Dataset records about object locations
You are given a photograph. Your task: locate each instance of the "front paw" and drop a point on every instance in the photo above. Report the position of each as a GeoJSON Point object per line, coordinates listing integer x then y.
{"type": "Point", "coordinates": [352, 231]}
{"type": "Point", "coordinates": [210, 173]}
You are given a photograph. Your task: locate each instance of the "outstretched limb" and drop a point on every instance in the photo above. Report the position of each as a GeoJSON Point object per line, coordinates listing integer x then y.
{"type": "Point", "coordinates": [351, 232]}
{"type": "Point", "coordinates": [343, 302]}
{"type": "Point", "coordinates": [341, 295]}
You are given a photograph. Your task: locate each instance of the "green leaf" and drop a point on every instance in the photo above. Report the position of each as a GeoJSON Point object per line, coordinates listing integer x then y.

What this task involves: Type out the full listing again, exactly as given.

Task solution:
You are given a photograph. Your task: locate each instance of the "front paw" and drop a point on every instance in the photo above. Report the position of each as a GeoJSON Point object per line, coordinates listing integer x then y.
{"type": "Point", "coordinates": [352, 231]}
{"type": "Point", "coordinates": [210, 173]}
You are given a photograph. Your task: locate each instance of the "outstretched limb" and drop a point on every instance in the photo above. Report the position of each as a GeoJSON Point object per line, coordinates listing integer x then y.
{"type": "Point", "coordinates": [351, 232]}
{"type": "Point", "coordinates": [343, 302]}
{"type": "Point", "coordinates": [341, 295]}
You are given a photograph. Your task: locate each instance of the "green leaf" and drop a point on every instance in the photo above. Report the position of each as a GeoJSON Point object per line, coordinates listing integer x then y.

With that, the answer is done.